====== Exercise materials

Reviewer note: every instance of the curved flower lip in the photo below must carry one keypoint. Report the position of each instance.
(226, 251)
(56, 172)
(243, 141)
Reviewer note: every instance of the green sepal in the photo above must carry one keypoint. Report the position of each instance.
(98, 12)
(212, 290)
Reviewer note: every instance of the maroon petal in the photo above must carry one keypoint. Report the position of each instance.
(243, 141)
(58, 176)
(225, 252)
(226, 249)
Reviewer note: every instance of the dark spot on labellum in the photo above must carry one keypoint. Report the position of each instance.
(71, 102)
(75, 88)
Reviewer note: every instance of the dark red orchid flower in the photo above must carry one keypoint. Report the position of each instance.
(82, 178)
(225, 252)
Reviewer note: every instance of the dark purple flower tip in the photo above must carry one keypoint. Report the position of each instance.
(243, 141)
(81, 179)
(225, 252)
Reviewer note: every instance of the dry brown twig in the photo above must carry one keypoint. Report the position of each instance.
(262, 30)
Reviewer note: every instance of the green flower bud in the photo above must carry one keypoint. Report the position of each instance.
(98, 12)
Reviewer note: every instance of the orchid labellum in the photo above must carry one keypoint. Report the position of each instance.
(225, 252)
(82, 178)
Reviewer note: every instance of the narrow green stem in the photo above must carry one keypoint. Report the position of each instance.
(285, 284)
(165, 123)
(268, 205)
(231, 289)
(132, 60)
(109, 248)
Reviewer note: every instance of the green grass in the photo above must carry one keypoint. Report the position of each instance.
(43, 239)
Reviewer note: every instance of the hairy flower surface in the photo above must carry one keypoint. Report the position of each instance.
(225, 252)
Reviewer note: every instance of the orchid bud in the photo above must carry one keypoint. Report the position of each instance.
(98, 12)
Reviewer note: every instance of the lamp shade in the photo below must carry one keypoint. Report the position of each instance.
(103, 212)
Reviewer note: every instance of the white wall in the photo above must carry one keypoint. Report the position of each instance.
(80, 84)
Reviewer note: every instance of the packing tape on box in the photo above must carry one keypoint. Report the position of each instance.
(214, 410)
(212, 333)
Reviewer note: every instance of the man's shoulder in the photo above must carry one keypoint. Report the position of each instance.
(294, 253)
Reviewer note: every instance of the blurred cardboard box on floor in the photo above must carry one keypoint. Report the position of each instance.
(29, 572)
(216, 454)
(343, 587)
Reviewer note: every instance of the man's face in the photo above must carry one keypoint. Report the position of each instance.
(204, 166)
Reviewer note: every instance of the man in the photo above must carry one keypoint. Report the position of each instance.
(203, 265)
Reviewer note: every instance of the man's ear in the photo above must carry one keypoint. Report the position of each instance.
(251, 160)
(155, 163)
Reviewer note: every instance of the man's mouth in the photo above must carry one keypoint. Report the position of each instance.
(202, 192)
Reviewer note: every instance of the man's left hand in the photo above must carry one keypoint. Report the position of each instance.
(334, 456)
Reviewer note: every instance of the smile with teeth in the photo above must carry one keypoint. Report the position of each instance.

============

Reproduce each of the records above word for word, in the same order, from the first line to the last.

### Response below
Reviewer note: every instance of the curved flower lip in the photo below must carry one keypoint. Report the position of each instance.
(226, 251)
(56, 172)
(243, 141)
Reviewer note: every instance of the green sepal in the photo above must carry one keypoint. Report the position of each instance.
(98, 12)
(212, 290)
Reviewer note: every instance of the maroon petal in the photo above must carry one keypoint. Report the position of each instance.
(243, 141)
(58, 176)
(225, 252)
(226, 249)
Reviewer note: every instance of the dark spot on labellum in the photo above must carry one keypoint. Report the position of each instance.
(71, 102)
(75, 88)
Reviewer note: every instance of the dark red orchid flower in the photo above must carry one keypoint. Report the position of each instance.
(82, 178)
(225, 252)
Reviewer note: every instance of the dark purple flower tip in the photo above must carry one keypoint. Report the position of each instance.
(243, 141)
(81, 179)
(225, 252)
Reviewer note: every instance of the dry brown twig in the photo above must carry one keypoint. Report the position of each instance.
(262, 30)
Reviewer note: every instance of the green flower bud in the photo above must carry one keypoint. Report the position of each instance.
(98, 12)
Reviewer note: every instance of the orchid labellum in the photo above must carry one keypoint. Report the position of each instance.
(225, 252)
(82, 178)
Reviewer note: every instance of the narrow green stem in the photo above must carry one keypoint. Report the position of each instance.
(285, 284)
(165, 123)
(268, 205)
(231, 289)
(132, 60)
(109, 248)
Reviewer note: every instance of the green grass in the photo above must carry one keypoint. Report the position of each instance.
(43, 239)
Reviewer note: every instance of the hairy flower surface in the photo above must carry one keypoint. Report the position of each instance.
(225, 252)
Reviewer note: every instance of the orchid bud in the photo above must carry one keypoint. Report the position of each instance.
(98, 12)
Reviewer note: every instance of the lamp shade in the photo below must carry one keypoint. Report the position of each instance.
(103, 212)
Reviewer note: every instance of the white wall in the photo above must carry one keypoint. Report the position of each instance.
(80, 84)
Reviewer note: every instance of the packing tape on box in the photo above must carry one keypoint. Report the position of each instance.
(214, 410)
(212, 333)
Reviewer note: every instance of the man's shoulder in the photo above must carry one keypoint. Report the position of each instance.
(294, 253)
Reviewer note: every instance of the blurred cardboard box on floor in the photo above must carry one keypoint. Report the position of each instance.
(29, 572)
(216, 454)
(343, 587)
Reviewer note: every instance of the man's face in the photo above must carry one keypoint. Report the position of each instance.
(204, 166)
Reviewer note: every instance of the man in the photo above must carry one keypoint. Report the position of each instance.
(203, 265)
Reviewer note: every instance of the man's ear in the photo above must carry one keypoint. Report the position of each instance.
(251, 160)
(155, 163)
Reviewer note: every instance of the man's mouth in the photo above must carry one keypoint. Report the position of each instance.
(202, 192)
Reviewer note: every instance of the man's left hand in the photo above must carry one keypoint. Report the position of each instance.
(334, 456)
Reviewer note: every instance of the smile with teeth in the photo above must carry one keypoint. Report the position of each instance.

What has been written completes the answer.